=== Supplied data ===
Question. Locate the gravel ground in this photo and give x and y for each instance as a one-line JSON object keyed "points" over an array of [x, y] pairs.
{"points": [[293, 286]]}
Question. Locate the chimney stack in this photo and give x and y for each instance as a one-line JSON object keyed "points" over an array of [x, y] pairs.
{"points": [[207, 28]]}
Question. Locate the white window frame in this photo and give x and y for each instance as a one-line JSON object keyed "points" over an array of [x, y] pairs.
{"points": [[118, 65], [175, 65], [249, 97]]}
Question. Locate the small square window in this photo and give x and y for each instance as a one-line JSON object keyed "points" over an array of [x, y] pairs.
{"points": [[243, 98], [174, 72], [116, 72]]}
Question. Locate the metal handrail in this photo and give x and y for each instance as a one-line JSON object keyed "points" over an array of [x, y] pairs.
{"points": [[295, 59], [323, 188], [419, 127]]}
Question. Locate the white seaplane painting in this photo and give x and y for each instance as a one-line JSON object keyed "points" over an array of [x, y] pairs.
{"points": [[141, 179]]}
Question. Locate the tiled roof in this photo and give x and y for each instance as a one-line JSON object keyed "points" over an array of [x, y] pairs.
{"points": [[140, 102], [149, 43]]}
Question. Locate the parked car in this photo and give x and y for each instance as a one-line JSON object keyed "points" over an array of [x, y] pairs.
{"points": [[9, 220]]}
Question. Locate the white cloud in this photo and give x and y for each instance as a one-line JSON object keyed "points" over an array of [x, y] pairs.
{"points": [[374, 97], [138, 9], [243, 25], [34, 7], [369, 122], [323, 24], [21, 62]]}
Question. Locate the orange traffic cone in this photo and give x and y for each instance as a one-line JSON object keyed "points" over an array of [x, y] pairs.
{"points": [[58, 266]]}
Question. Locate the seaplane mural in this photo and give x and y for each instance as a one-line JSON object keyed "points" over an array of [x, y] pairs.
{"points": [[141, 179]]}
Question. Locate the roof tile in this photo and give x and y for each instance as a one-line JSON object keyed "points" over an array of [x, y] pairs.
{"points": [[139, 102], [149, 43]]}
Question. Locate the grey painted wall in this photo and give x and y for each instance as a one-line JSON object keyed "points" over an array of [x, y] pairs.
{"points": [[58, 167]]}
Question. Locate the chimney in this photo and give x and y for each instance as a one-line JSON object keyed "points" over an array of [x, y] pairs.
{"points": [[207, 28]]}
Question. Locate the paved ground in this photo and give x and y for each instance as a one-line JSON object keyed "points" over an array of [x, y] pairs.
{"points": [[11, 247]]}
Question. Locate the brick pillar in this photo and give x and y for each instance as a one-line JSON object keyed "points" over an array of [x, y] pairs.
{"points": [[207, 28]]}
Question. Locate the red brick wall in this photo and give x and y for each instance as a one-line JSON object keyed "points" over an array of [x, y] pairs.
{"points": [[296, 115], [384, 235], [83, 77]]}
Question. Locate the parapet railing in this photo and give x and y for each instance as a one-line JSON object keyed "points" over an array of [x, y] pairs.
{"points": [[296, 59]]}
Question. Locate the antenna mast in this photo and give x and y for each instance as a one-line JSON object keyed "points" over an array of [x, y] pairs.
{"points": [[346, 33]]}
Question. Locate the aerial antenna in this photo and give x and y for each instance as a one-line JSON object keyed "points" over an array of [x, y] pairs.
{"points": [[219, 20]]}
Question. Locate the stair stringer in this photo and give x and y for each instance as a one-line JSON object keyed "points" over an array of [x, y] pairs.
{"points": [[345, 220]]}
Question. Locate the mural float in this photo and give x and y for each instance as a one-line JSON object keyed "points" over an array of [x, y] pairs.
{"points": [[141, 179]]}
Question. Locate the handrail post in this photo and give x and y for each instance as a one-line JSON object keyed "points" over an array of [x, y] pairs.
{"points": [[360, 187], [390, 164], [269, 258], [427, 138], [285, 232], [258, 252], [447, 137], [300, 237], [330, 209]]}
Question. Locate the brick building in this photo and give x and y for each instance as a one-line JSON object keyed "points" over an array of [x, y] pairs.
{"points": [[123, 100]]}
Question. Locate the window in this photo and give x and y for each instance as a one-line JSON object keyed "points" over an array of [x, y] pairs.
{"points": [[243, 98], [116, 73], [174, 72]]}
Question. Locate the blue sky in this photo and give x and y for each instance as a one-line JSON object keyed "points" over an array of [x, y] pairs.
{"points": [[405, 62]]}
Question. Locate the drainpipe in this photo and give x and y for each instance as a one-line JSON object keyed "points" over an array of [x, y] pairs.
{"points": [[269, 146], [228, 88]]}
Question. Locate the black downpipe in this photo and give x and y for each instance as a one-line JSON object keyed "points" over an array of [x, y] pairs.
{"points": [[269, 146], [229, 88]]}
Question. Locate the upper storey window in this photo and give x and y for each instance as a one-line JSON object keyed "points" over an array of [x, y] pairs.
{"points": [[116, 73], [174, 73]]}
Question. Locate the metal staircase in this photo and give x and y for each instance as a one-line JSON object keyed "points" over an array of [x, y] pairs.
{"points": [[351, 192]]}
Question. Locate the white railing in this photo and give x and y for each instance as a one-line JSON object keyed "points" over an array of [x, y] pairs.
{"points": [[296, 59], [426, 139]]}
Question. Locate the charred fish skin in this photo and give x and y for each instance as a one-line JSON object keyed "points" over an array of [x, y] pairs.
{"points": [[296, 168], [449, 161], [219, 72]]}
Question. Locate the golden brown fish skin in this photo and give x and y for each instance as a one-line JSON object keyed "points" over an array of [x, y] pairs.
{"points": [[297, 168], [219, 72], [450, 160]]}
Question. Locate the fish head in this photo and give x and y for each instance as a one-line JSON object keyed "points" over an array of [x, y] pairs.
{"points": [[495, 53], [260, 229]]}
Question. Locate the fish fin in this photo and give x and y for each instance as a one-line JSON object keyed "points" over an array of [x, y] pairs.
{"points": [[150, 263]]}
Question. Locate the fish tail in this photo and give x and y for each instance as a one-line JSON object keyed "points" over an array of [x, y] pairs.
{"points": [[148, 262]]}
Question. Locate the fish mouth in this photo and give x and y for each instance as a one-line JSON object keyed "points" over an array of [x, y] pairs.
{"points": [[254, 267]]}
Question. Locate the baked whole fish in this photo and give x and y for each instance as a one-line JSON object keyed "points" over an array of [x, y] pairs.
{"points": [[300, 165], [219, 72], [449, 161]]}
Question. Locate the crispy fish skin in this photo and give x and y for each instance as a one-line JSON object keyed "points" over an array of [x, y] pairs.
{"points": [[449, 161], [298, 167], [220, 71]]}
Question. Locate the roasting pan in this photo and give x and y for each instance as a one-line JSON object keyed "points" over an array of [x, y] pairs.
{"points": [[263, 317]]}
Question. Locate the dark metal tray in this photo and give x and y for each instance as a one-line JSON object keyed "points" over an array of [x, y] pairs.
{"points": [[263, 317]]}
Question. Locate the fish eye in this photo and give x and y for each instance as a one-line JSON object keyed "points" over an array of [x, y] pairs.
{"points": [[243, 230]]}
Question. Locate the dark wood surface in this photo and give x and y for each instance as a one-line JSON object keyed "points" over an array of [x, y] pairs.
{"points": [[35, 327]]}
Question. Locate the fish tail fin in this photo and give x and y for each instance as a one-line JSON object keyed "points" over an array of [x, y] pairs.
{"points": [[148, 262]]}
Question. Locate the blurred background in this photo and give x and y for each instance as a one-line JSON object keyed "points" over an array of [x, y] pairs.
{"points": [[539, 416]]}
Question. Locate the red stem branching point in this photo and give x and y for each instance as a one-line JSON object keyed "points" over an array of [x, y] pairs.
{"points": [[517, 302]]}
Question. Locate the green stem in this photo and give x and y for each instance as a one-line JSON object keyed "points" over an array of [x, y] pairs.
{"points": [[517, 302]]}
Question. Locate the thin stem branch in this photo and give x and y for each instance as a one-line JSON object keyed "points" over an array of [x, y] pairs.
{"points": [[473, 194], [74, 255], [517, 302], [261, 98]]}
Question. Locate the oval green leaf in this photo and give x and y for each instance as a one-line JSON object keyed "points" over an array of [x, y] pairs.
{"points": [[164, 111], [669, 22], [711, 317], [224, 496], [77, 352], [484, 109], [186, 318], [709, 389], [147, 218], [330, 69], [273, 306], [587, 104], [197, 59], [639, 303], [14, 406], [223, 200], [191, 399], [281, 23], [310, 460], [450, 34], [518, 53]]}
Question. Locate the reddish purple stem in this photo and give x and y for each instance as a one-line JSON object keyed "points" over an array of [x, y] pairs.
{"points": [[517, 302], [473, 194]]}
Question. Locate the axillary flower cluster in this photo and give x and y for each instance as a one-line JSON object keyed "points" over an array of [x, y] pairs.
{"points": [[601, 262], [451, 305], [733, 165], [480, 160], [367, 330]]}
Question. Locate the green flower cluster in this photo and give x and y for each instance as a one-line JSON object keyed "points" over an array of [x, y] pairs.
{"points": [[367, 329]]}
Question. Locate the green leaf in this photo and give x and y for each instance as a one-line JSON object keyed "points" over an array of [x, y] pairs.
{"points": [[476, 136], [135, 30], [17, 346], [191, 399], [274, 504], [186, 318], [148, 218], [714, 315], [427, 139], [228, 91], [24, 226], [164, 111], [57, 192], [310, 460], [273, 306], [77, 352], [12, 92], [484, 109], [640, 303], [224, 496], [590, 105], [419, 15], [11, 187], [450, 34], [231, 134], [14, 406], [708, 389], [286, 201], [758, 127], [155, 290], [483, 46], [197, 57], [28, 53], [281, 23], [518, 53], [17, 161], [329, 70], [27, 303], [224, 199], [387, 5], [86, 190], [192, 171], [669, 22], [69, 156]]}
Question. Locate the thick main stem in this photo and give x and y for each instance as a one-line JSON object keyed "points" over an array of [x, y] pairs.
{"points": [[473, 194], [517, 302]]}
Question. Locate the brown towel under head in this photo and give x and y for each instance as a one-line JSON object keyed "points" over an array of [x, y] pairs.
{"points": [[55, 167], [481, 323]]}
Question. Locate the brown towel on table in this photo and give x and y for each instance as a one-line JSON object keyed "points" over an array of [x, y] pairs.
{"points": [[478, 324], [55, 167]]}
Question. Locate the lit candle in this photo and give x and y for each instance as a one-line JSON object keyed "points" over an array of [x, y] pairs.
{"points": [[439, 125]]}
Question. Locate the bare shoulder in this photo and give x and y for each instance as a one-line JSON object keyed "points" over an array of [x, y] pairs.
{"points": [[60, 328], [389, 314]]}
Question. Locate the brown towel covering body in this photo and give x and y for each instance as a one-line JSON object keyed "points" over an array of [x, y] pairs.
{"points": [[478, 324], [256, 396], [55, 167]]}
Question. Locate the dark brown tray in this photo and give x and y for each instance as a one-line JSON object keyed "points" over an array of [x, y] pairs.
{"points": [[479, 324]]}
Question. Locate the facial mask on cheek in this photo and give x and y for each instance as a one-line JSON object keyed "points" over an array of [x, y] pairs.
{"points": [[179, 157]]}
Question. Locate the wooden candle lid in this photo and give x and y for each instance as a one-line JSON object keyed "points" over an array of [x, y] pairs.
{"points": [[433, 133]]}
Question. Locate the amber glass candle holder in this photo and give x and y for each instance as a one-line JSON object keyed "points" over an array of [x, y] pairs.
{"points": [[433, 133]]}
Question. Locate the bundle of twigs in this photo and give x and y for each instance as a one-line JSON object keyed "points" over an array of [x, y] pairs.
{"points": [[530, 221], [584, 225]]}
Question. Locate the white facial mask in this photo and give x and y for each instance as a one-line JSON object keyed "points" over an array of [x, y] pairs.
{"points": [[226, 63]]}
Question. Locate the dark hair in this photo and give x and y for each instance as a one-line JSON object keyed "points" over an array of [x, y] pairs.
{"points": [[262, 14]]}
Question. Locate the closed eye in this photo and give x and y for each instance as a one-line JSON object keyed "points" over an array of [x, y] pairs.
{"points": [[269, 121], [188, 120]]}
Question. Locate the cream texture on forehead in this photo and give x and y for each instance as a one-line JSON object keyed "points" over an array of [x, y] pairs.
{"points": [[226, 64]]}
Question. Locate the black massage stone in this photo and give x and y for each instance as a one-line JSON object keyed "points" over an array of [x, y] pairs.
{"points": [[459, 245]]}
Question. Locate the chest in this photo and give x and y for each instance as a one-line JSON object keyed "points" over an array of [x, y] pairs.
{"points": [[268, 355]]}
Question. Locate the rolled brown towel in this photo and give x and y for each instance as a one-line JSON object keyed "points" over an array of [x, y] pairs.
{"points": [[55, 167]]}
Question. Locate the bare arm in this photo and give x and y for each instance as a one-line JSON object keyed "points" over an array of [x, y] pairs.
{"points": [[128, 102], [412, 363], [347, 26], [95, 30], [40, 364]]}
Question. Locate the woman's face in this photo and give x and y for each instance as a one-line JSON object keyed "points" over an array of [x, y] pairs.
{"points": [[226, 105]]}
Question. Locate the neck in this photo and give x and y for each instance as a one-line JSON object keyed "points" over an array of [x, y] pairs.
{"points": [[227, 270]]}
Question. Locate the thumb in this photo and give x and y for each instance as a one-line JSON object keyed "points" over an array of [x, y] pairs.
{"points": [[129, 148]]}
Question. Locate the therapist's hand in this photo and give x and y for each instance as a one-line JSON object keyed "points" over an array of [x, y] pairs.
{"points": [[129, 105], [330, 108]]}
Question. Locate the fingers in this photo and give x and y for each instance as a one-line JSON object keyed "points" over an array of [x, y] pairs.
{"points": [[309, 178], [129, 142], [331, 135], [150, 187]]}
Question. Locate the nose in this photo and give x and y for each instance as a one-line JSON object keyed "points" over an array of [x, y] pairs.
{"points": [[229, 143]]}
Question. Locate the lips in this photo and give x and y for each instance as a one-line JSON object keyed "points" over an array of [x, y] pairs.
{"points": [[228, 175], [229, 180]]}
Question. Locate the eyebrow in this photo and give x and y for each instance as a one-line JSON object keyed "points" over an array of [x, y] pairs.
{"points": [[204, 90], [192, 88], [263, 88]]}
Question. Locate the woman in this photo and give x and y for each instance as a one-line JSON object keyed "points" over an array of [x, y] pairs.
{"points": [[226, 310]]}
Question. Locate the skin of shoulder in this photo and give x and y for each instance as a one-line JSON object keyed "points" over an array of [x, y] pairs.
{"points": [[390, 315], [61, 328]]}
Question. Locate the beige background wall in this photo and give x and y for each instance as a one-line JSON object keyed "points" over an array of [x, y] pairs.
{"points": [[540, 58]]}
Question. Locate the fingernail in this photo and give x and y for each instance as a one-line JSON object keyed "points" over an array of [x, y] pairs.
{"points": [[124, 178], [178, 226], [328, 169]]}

=== Task to carry out ===
All that is needed is the line containing "Question. Locate the fingernail" and each line after it to the end of the data above, set down exactly.

=== Result of the task ===
Question. Locate the fingernail in this photo and give x and y for each instance as a one-line JSON object keyed "points" over an array of [x, y] pairs.
{"points": [[124, 178], [178, 226], [328, 169]]}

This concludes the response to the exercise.